- _Extracted text_:
Q: Thanks for a great discussion. Rob Litwak from the Wilson Center.
The summit has changed the psychology of the nuclear crisis and altered the optic through which we’re looking at North Korea, at least President Trump. And we’ve had the options of bomb, negotiate, or deter. Last year, the Trump administration referred to North Korea as a rogue state, essentially a crazy state. Kim Jong-un was a madman. Number of officials said: We will not deter North Korea. What’s happened with the summit is the optic is they’ve essentially made is an ordinary country, a conventional adversary, such that if there were a breakdown in negotiations, and they tried to ramp up maximum pressure, I think it’s put the nuclear option—or, the military option, it’s pushed it off. And the option that they rejected last year that we might have to default to is deterrence. And in the time-honored tradition of conferences, my question is what do you think of that? (Laughter.)
SMITH: I’m happy to jump in on that one. So I think that’s an excellent point. And I suspect in Tokyo right now there’s a pretty full-throated conversation behind the scenes that this is really the way in which the alliance has to move. And for the Japanese at least, this question of deterrence against North Korea was rejected. And any visitor who came to Washington over the course of the last year who said: If you acknowledge North Korea—if the United States acknowledges North Korea as a nuclear power and argue for deterrence, along the same lines as deterring against any other nuclear state, the alliance—the extended deterrent will have crumbled, right? So it’s a psychology there as well, right? The Japanese psychology is such that we can’t acknowledge it.
And there’s a pretty strong conversation among security planners and some conservatives in Tokyo about deterring through developing a conventional strike capability on the part of the Japanese. So I think you’ll get some pretty serious conversations among—within our allies, if that’s the way we end up going.
SAMORE: So just very quickly, I think, you know, we’ve lived with a nuclear armed North Korea for 10 years. And we’ve deterred them. So nothing new there. But I do think there’s a long-term danger that when it becomes clear that we’re not going to be able to disarm North Korea, the natural tendency over time in Seoul and Tokyo is to consider their own nuclear deterrent—especially if there’s any question about the reliability of the U.S. guarantee. And I think President Trump’s behavior—I’m not saying he’s broken the alliance—but I do think his behavior on balance has shaken confidence in U.S. reliability in Tokyo and Seoul. Not in an irreparable way, but I do think the long-term danger we have to face—since I don’t think we’re going to disarm North Korea—is that Seoul and Tokyo will decide they have to have their own nuclear weapons.

- _Dataset extract_:
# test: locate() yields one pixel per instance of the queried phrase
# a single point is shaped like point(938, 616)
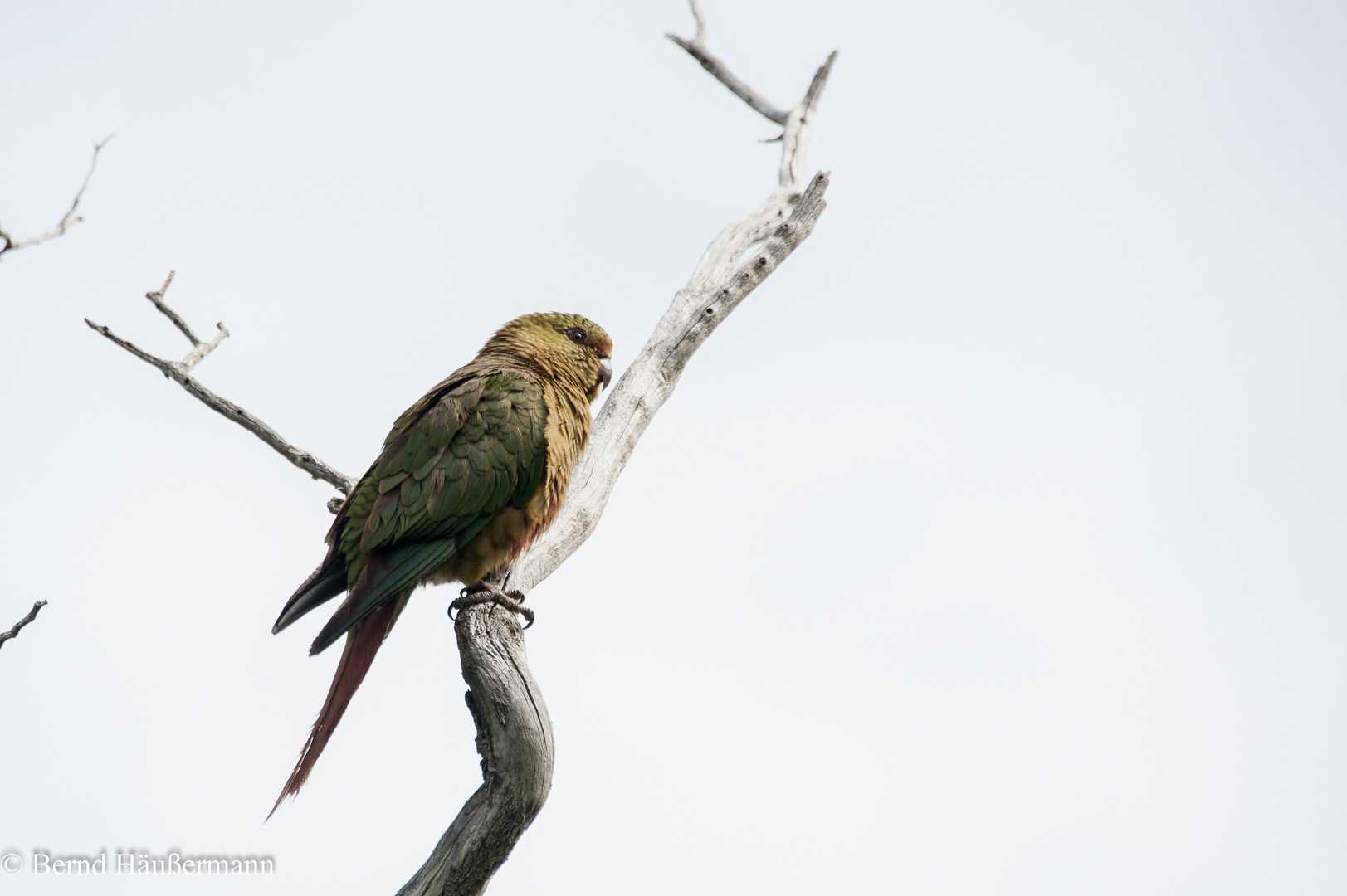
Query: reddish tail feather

- _Stated problem 1_: Reproduce the passage of the North Korea deterrence discussion between "The summit has" and "of that? (Laughter.)", inclusive.
- _Stated problem 2_: Extend the North Korea deterrence discussion beyond its final sentence.

- _Exercise answer 1_:
The summit has changed the psychology of the nuclear crisis and altered the optic through which we’re looking at North Korea, at least President Trump. And we’ve had the options of bomb, negotiate, or deter. Last year, the Trump administration referred to North Korea as a rogue state, essentially a crazy state. Kim Jong-un was a madman. Number of officials said: We will not deter North Korea. What’s happened with the summit is the optic is they’ve essentially made is an ordinary country, a conventional adversary, such that if there were a breakdown in negotiations, and they tried to ramp up maximum pressure, I think it’s put the nuclear option—or, the military option, it’s pushed it off. And the option that they rejected last year that we might have to default to is deterrence. And in the time-honored tradition of conferences, my question is what do you think of that? (Laughter.)

- _Exercise answer 2_:
ROY: Do you to comment?
KIM: And I would just add briefly to that, you know, in light of the fact that this could breakdown, you know, just talking about withdrawing troops from South Korea already, and talking about ending war games, or adopting that kind of language when we talk about alliance readiness, I think it’s a very dangerous place to be for the United States and sort of our alliance architecture out there. And so I would just stress that the White House—I think it needs to take two tracks. You know, it needs to make sure that deterrence doesn’t break down, because we could very well end up there if these talks don’t go well. But, yeah, that’s what I would add.
ROY: Yes. Yes.
Q: Kim Dozier with CNN.
What do you think will happen with the sanctions regime? Secretary of State Pompeo has just announced that talks are likely to resume next week. You predicted they could go as long as a year and a half. Also, president Trump continues to say no one could have done this except him and his administration. Was the North Korea regime ready for these kind of talks before this moment?
SAMORE: So I’ll just say very quickly, it’s a very common pattern for the North Koreans to increase tension, and then to release tension in exchange for economic and political benefit. So I have been predicting for a long time that Kim Jong-un would eventually switch to a peace offensive. And he picked a good time to do it because, as I said, they’ve demonstrated both thermonuclear weapons and long-range missiles in their testing campaign last year. Now, I think that the U.S. sanctions and President Trump’s military threats may have also been a part of Kim Jong-un’s calculation, but as far as I can tell Kim Jong-un is really the one who’s controlling the pace and scope of what’s happening diplomatically in terms of his meetings with Moon Jae-in, and Xi Jinping, and now Trump. I think we can expect a meeting with Vladimir Putin. He may even have pity on poor Prime Minister Abe and meet with him to talk about abductees. As I said, I think that, you know, Kim Jong-un has really just been masterful.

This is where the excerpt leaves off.